Assignment — Leave the pictures out and reproduce all the entries word for word.

------------------------------

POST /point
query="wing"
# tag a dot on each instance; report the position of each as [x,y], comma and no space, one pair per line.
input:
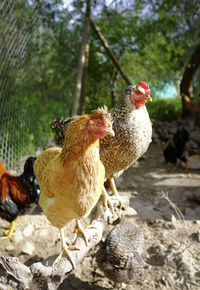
[40,165]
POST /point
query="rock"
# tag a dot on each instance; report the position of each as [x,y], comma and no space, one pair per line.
[10,248]
[18,236]
[190,213]
[28,248]
[28,230]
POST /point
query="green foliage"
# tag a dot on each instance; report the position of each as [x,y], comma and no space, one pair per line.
[165,109]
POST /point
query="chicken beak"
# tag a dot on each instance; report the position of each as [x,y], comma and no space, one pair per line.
[109,131]
[149,98]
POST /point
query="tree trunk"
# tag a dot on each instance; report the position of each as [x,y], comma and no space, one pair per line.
[81,60]
[84,79]
[113,87]
[186,86]
[109,51]
[190,108]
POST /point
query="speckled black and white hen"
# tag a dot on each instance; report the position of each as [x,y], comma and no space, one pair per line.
[133,131]
[119,257]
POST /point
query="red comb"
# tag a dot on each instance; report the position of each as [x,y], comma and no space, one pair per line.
[145,87]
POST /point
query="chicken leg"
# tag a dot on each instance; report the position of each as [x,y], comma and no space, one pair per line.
[107,200]
[65,249]
[80,229]
[10,232]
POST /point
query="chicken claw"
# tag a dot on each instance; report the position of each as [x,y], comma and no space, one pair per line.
[115,192]
[66,250]
[107,200]
[80,229]
[10,232]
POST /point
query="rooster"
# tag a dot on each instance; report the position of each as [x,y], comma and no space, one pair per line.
[17,193]
[71,178]
[133,131]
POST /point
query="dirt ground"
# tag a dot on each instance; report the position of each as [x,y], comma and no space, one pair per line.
[172,240]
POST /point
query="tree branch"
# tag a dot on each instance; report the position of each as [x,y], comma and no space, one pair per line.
[45,276]
[109,51]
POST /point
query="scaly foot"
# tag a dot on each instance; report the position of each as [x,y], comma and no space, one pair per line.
[10,232]
[65,250]
[80,229]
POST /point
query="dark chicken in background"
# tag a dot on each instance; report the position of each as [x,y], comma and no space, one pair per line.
[175,148]
[17,193]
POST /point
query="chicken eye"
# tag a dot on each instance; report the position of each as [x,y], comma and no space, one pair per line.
[99,122]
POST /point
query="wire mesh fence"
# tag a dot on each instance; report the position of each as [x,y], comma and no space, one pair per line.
[19,33]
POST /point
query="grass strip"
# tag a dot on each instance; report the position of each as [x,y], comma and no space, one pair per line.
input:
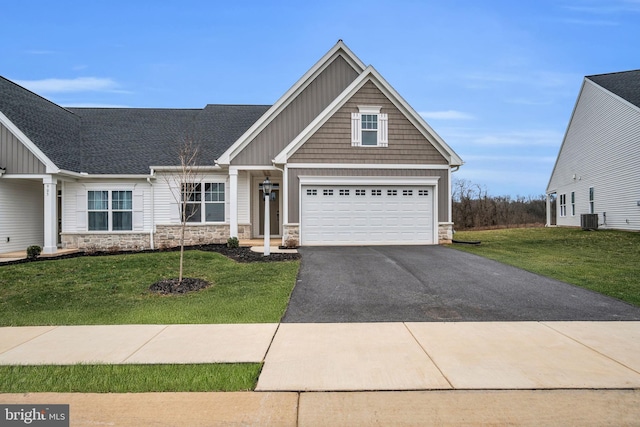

------------------------------

Written answer —
POST /point
query="wing"
# tag a dot on each instance; report the position of each as [x,y], comma and no space, one pair per line.
input:
[40,165]
POST /point
query="rock"
# tag a dot on each instance; report the position of each as [x,y], comma and no space, one pair per line.
[10,248]
[18,236]
[190,213]
[28,248]
[28,230]
POST /point
query="green foliage"
# tag a dot on each instance; report the position of each as [x,y], comma and no space, one pair per line.
[165,109]
POST /point
query="chicken beak"
# tag a dot on each instance; report the position of each as [x,y], comma and no space, one pair per line.
[109,131]
[149,98]
POST /point
query="tree trunk"
# tag a dot on each instance; report the position of each as [x,y], comma and no space, one pair per line.
[81,60]
[84,79]
[113,87]
[186,86]
[109,51]
[190,108]
POST /point
query="speckled black and white hen"
# tag a dot on each instance; report the position of each as [x,y], comma and no space, one pair per line.
[133,131]
[119,257]
POST /point
query="red comb"
# tag a dot on each instance; report the position of each as [x,y], comma and no space, one pair per line.
[145,87]
POST /point
query="chicken leg"
# tag a dot on each instance; report the position of each as [x,y], comma and no space, one pair per line.
[107,200]
[65,249]
[80,229]
[10,232]
POST /point
query="chicken claw"
# tag a dot on each instance; report the position of each as [x,y], comma and no space, one pair per line.
[115,192]
[66,250]
[107,200]
[80,229]
[10,232]
POST /point
query="rooster"
# tag a dot on each instance; report the position of each as [x,y], comma and no space, one pair per line.
[17,193]
[71,178]
[133,131]
POST /point
query="dirt ground"
# tag a dot on each instance; report the position of each as [x,y], comma and no space, one pair per line.
[172,240]
POST /point
query="tree branch"
# tag a dot on each instance; report the position of each as [x,y], comma and no space, one pair per line.
[45,276]
[109,51]
POST /point
query="scaly foot"
# tag a dot on each instance; report the position of each as [x,y], comma and no space, one pair per line.
[10,232]
[65,250]
[80,229]
POST /point
query="dark chicken in background"
# tag a dot on each instance; report the position of each as [x,y], comma and no space, one pair per line.
[175,148]
[17,193]
POST /point
query="chicken eye"
# tag a dot on each instance; report the position of each as [x,y], comma and no space, one pair per line.
[99,122]
POST /point
query="wire mesh fence"
# tag a dot on each instance; report the position of each as [x,y], comma and no space, one pair per line.
[19,33]
POST /point
query="grass strip"
# tag a dot on each instance; report the position of each as [x,y], comma and no space, one pair per line.
input:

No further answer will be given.